### Input rows:
....

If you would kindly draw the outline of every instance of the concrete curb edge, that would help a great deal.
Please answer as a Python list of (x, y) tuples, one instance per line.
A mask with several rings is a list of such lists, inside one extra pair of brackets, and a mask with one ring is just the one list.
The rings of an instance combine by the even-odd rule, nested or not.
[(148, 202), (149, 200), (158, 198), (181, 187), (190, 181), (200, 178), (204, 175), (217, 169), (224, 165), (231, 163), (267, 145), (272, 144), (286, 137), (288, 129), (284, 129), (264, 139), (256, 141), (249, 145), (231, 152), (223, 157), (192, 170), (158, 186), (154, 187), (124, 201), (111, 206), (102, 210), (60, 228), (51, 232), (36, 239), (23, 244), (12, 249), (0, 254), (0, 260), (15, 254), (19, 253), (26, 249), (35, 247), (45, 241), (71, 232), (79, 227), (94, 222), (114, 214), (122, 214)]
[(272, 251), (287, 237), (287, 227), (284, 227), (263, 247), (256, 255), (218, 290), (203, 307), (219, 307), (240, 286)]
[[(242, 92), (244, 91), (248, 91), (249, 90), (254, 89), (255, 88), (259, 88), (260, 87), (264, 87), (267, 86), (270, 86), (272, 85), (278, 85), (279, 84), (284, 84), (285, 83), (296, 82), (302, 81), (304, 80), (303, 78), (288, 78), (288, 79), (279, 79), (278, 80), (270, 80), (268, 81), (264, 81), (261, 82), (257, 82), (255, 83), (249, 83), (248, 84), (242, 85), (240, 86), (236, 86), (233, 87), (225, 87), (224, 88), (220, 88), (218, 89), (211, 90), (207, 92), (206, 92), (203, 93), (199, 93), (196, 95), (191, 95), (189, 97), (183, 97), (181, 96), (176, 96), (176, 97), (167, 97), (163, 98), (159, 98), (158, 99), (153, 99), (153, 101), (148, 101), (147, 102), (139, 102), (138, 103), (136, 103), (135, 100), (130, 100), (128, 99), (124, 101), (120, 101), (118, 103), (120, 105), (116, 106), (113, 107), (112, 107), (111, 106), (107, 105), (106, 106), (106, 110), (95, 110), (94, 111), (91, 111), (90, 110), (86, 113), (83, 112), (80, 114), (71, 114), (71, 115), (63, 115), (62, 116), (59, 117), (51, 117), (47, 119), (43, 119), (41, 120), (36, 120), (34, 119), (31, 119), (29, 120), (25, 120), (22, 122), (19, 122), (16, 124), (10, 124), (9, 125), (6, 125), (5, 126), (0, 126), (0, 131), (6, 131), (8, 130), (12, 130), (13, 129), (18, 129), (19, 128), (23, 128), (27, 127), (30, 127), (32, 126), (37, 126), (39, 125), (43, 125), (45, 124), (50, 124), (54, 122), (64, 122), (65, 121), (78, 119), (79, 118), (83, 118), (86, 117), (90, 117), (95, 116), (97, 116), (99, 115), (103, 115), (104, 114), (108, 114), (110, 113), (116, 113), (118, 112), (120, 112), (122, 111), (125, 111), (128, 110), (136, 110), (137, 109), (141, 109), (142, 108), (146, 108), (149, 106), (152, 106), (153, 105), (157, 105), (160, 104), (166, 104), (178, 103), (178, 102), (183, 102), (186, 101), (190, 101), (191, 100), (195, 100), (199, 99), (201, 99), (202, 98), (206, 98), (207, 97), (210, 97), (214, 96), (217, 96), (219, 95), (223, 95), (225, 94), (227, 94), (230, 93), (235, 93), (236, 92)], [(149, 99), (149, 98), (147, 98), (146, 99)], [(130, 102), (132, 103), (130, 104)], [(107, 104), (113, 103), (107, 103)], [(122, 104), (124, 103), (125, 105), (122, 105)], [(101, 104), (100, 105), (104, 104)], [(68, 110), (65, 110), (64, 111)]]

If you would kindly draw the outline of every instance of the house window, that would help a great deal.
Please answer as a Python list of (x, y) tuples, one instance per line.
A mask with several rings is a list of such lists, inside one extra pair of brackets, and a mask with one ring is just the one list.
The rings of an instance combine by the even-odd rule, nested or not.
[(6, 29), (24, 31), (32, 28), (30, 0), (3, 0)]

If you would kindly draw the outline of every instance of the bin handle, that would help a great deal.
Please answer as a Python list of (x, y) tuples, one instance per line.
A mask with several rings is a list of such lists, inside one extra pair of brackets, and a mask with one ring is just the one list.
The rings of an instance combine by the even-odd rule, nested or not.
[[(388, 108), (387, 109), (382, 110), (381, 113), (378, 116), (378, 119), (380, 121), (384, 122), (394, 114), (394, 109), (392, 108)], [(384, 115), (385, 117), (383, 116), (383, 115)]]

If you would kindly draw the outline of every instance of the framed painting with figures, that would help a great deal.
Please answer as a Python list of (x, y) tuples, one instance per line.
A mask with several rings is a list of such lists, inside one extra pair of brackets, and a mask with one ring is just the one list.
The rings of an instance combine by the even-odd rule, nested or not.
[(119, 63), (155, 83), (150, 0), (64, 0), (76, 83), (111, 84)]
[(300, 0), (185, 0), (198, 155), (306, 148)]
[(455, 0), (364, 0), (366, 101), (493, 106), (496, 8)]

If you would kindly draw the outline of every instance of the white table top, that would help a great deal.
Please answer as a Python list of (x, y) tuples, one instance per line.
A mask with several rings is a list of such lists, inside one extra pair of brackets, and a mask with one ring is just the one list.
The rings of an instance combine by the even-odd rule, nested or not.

....

### What to work on:
Repeat every row above, swapping each "instance" for "object" and leaving all else as it is.

### Exercise output:
If you would kindly draw the outline of every object of the concrete curb edge, that would help a great deal.
Please answer as a Python list of (x, y) tuples, one object per line.
A mask with several rings is a list of such lists, inside one extra pair of brackets, and a mask with one ring is just the one list.
The rings of an object combine by the even-odd rule, nested or not.
[(148, 202), (149, 200), (158, 198), (181, 187), (190, 181), (200, 178), (204, 175), (217, 169), (224, 165), (231, 163), (267, 145), (272, 144), (286, 137), (288, 129), (284, 129), (264, 139), (256, 141), (249, 145), (231, 152), (223, 157), (192, 170), (158, 186), (154, 187), (124, 201), (111, 206), (102, 210), (60, 228), (51, 232), (36, 239), (23, 244), (12, 249), (0, 254), (0, 260), (15, 254), (19, 253), (26, 249), (35, 247), (45, 241), (71, 232), (79, 227), (94, 222), (114, 214), (122, 214)]
[(272, 251), (287, 237), (287, 227), (284, 227), (263, 247), (256, 255), (218, 290), (203, 307), (219, 307), (240, 286)]
[[(242, 92), (244, 91), (248, 91), (249, 90), (254, 89), (255, 88), (259, 88), (260, 87), (264, 87), (267, 86), (270, 86), (272, 85), (278, 85), (279, 84), (284, 84), (285, 83), (296, 82), (302, 81), (304, 80), (303, 78), (288, 78), (288, 79), (279, 79), (278, 80), (270, 80), (268, 81), (264, 81), (261, 82), (257, 82), (255, 83), (249, 83), (248, 84), (242, 85), (240, 86), (236, 86), (233, 87), (225, 87), (224, 88), (220, 88), (218, 89), (211, 90), (207, 92), (206, 92), (203, 93), (199, 93), (196, 95), (191, 95), (189, 97), (183, 97), (181, 96), (176, 96), (176, 97), (167, 97), (163, 98), (159, 98), (158, 99), (153, 99), (153, 101), (148, 101), (147, 102), (139, 102), (138, 103), (136, 103), (135, 100), (130, 100), (128, 99), (124, 101), (120, 101), (118, 103), (120, 105), (116, 106), (113, 107), (112, 107), (111, 106), (107, 105), (106, 106), (106, 110), (95, 110), (94, 111), (91, 111), (90, 110), (86, 113), (83, 112), (80, 114), (71, 114), (71, 115), (63, 115), (62, 116), (59, 117), (51, 117), (47, 119), (43, 119), (41, 120), (36, 120), (34, 119), (31, 119), (29, 120), (25, 120), (22, 122), (19, 122), (16, 124), (10, 124), (9, 125), (6, 125), (5, 126), (0, 126), (0, 131), (6, 131), (8, 130), (12, 130), (13, 129), (18, 129), (19, 128), (23, 128), (27, 127), (30, 127), (32, 126), (37, 126), (39, 125), (43, 125), (45, 124), (50, 124), (54, 122), (64, 122), (65, 121), (78, 119), (79, 118), (83, 118), (86, 117), (90, 117), (95, 116), (97, 116), (99, 115), (103, 115), (104, 114), (108, 114), (110, 113), (116, 113), (118, 112), (120, 112), (122, 111), (125, 111), (128, 110), (136, 110), (137, 109), (141, 109), (142, 108), (146, 108), (149, 106), (152, 106), (153, 105), (157, 105), (160, 104), (166, 104), (178, 103), (178, 102), (183, 102), (186, 101), (190, 101), (191, 100), (195, 100), (199, 99), (201, 99), (202, 98), (206, 98), (207, 97), (210, 97), (214, 96), (217, 96), (219, 95), (223, 95), (225, 94), (227, 94), (230, 93), (235, 93), (236, 92)], [(149, 99), (149, 98), (147, 98), (146, 99)], [(130, 102), (132, 103), (130, 104)], [(107, 104), (113, 103), (107, 103)], [(122, 104), (124, 103), (125, 105), (122, 105)], [(101, 104), (100, 105), (104, 104)], [(68, 110), (65, 110), (64, 111)]]

If you would kindly draw the outline of every object of the house window, that would help a great deal.
Please answer as a Python list of (x, y) tuples, one object per line.
A mask with several rings is a list of such lists, inside one extra pair of brackets, and a mask with one ring is just the one list.
The rings of an object combine by the even-odd rule, nested or not.
[(6, 29), (24, 31), (32, 28), (30, 0), (3, 0)]

If you would kindly draw the outline of every object of the bin handle, that would help a great deal.
Please answer as a Python list of (x, y) tuples, one object per line.
A mask with several rings is a list of such lists, inside one extra pair of brackets, and a mask with one ring is just the one list.
The rings of an object combine by the even-odd rule, nested or not.
[[(388, 108), (387, 109), (382, 110), (381, 113), (378, 116), (378, 119), (380, 121), (384, 122), (394, 114), (394, 109), (392, 108)], [(384, 115), (385, 117), (383, 116), (383, 115)]]

If you would kindly draw the outline of every object of the framed painting with figures, that would help a great deal.
Please answer as a Python list of (x, y) tuples, one object per line.
A mask with several rings is a list of such lists, inside one extra pair of brackets, and a mask with one ring is just the one list.
The rings of an object combine by the even-odd rule, nested or not.
[(119, 63), (155, 83), (150, 0), (64, 0), (76, 83), (111, 84)]
[(300, 0), (185, 0), (198, 155), (306, 148)]
[(455, 0), (364, 0), (366, 101), (493, 106), (496, 8)]

If you would kindly draw the outline of every object of the white table top, that would help a great deal.
Please answer as a Python list of (x, y) tuples, one object per line.
A mask with several rings is a list of such lists, inside one extra pair of brackets, and a mask with one ring is just the one list.
The rings of an object combine by the even-odd rule, nested or not.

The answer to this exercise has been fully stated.